§ **Problem details**:
Will you repeat the records below word for word, beginning at the line that contains "Please point out the dog's ear" and continuing through the last line of the records?

§ **Task data**:
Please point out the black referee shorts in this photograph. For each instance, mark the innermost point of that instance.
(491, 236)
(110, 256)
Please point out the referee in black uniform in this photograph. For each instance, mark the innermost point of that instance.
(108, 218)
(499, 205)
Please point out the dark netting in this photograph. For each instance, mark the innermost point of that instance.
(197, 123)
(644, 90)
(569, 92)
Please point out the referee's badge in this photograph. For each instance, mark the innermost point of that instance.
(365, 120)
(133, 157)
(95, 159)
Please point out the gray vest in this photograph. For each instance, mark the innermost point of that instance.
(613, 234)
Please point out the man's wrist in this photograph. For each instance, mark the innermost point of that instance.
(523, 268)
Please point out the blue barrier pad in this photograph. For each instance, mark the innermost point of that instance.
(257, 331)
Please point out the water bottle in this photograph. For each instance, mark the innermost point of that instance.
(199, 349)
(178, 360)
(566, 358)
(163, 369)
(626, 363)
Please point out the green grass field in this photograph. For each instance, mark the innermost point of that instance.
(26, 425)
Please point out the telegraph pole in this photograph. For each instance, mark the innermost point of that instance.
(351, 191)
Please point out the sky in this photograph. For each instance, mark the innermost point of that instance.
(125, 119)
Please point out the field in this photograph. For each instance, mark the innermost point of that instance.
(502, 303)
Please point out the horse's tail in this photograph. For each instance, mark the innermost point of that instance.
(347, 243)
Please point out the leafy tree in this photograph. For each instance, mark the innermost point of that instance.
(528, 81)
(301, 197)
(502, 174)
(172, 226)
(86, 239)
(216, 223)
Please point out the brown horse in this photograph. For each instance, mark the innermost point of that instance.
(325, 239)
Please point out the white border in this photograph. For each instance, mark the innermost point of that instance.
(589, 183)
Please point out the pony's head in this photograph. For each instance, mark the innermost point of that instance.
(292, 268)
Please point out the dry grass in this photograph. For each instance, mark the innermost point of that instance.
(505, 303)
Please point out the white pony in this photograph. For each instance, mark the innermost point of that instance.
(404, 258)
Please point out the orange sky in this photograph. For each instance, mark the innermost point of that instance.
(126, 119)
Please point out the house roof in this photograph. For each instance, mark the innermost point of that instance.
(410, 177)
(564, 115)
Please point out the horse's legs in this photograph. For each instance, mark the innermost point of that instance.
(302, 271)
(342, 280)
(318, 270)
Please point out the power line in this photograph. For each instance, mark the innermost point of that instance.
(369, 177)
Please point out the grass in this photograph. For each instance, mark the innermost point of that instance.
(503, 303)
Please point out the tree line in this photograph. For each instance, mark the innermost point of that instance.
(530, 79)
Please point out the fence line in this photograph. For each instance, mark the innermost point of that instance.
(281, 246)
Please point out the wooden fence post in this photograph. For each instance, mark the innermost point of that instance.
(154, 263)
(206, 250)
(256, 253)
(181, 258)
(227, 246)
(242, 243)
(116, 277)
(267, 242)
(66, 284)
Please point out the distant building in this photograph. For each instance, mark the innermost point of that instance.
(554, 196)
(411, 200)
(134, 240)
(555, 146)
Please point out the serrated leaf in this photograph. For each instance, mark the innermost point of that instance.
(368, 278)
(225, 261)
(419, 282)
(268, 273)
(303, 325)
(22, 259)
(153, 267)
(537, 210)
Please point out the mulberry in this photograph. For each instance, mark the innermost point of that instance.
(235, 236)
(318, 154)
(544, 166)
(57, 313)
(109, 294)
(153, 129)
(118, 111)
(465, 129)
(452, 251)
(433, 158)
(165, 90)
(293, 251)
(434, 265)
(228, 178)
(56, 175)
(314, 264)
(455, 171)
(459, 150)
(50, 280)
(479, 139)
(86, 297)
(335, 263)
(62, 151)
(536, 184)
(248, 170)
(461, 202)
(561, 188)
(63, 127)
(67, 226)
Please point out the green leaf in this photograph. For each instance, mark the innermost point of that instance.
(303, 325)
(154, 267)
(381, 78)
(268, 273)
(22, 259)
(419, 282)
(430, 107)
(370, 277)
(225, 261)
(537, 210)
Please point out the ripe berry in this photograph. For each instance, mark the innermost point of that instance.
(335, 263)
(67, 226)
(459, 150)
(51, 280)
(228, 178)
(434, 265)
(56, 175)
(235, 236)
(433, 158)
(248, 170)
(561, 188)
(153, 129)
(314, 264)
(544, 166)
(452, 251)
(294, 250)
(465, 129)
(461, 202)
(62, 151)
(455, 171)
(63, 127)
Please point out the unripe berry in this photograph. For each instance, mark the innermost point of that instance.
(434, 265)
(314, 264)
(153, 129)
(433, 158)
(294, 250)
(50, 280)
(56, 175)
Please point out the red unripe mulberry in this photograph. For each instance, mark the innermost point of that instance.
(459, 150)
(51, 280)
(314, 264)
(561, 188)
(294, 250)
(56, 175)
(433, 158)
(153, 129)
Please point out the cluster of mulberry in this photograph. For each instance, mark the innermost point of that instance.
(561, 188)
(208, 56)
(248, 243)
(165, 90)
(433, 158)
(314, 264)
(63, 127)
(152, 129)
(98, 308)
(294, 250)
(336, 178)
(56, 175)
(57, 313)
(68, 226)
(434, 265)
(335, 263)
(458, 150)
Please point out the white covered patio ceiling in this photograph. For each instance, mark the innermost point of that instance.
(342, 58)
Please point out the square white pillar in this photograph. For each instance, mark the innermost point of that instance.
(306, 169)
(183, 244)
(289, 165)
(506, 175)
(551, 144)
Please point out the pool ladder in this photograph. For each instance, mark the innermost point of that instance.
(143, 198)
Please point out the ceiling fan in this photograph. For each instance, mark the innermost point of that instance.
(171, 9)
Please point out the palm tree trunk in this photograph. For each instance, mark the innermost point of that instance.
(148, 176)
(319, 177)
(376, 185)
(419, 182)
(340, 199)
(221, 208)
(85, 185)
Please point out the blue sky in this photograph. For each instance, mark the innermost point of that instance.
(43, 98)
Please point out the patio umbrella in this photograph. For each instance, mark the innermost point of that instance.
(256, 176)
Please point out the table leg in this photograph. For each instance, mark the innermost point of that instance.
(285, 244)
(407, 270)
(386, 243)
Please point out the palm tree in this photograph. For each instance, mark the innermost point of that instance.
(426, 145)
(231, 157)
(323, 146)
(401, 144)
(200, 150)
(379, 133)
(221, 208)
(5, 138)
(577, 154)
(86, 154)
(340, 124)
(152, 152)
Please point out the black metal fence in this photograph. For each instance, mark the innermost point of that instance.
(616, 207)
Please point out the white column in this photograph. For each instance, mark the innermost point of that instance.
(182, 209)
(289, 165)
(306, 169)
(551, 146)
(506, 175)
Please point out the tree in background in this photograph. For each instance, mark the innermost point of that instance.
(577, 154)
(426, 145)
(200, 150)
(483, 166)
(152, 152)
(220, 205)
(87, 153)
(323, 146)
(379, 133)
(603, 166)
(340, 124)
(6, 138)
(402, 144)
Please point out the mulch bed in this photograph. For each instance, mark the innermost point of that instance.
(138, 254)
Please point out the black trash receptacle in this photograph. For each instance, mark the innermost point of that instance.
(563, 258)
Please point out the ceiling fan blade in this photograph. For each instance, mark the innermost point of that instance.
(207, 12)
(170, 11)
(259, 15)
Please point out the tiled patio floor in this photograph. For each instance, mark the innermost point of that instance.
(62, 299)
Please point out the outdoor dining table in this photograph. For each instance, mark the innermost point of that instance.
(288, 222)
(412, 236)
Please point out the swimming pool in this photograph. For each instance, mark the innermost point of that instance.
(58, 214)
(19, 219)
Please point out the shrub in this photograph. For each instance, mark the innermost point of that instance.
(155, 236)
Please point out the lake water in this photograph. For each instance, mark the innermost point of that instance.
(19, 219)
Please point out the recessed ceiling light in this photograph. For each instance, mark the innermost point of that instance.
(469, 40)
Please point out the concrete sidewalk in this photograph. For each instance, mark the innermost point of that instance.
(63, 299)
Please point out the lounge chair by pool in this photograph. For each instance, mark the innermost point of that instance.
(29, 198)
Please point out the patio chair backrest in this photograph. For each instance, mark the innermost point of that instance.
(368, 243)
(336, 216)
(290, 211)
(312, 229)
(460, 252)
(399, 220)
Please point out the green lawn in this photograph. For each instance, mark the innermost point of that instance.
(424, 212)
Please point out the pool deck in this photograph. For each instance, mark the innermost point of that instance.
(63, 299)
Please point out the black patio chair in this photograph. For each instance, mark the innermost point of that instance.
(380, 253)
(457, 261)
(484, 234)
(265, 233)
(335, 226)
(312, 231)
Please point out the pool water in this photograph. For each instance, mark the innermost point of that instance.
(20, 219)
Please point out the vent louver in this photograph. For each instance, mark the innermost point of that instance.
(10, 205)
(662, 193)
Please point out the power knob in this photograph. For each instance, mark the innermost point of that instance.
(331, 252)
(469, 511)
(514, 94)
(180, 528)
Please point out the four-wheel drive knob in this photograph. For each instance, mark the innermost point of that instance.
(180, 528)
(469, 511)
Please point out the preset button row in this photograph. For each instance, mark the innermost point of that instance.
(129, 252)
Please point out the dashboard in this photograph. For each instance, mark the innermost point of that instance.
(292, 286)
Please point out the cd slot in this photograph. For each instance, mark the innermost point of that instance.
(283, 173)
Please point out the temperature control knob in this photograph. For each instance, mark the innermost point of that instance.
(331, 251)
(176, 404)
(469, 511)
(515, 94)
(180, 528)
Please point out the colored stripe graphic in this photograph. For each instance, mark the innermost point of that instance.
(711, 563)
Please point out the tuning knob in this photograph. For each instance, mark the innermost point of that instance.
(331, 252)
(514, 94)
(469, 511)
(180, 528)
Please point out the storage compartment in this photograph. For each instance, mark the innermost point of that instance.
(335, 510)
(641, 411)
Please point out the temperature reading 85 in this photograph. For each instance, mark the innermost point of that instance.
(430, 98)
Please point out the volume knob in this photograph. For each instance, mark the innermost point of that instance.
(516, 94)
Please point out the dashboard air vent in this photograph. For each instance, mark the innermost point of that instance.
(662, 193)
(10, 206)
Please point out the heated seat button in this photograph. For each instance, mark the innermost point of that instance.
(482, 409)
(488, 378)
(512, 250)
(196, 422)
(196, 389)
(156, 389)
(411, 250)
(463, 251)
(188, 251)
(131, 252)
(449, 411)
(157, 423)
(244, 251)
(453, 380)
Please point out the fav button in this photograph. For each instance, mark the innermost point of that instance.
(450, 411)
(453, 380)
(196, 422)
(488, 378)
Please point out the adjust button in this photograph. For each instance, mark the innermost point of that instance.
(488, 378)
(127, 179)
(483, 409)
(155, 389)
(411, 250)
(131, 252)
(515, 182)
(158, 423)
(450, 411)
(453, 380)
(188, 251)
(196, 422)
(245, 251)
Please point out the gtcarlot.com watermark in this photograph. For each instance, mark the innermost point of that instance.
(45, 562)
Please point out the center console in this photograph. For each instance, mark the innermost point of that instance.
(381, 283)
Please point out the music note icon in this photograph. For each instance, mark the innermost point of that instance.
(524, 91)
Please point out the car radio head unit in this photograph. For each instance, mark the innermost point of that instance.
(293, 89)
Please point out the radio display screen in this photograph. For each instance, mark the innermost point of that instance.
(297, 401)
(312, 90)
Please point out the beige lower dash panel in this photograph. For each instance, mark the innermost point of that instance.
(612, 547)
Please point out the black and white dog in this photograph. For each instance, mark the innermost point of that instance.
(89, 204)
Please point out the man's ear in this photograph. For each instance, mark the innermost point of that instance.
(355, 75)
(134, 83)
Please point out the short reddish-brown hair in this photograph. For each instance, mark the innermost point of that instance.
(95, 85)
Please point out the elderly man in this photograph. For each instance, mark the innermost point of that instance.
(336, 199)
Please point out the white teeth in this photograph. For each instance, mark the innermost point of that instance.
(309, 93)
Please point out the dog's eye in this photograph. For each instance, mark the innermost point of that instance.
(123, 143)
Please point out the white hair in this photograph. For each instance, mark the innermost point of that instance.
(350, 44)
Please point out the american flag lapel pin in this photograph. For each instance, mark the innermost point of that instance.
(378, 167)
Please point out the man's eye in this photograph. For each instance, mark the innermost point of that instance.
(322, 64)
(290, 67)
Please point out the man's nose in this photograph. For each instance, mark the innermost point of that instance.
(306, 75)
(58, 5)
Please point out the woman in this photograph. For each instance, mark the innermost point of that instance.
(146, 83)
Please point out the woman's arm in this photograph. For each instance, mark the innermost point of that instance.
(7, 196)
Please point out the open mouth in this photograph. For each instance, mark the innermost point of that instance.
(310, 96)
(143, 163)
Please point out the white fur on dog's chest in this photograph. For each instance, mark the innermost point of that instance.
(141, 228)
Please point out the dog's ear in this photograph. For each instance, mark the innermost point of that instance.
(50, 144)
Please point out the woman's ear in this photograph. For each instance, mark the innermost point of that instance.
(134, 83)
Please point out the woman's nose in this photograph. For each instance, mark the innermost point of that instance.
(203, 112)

§ **Answer to this task**:
Please point out the dog's ear in this photograph. For each instance, mark the innermost point of that instance.
(50, 144)
Please point out the woman's ear in this photograph. For each instance, mark the innermost point of that instance.
(134, 83)
Please point out the woman's nose in this photograph. For each instance, mark the innermost point of that instance.
(203, 112)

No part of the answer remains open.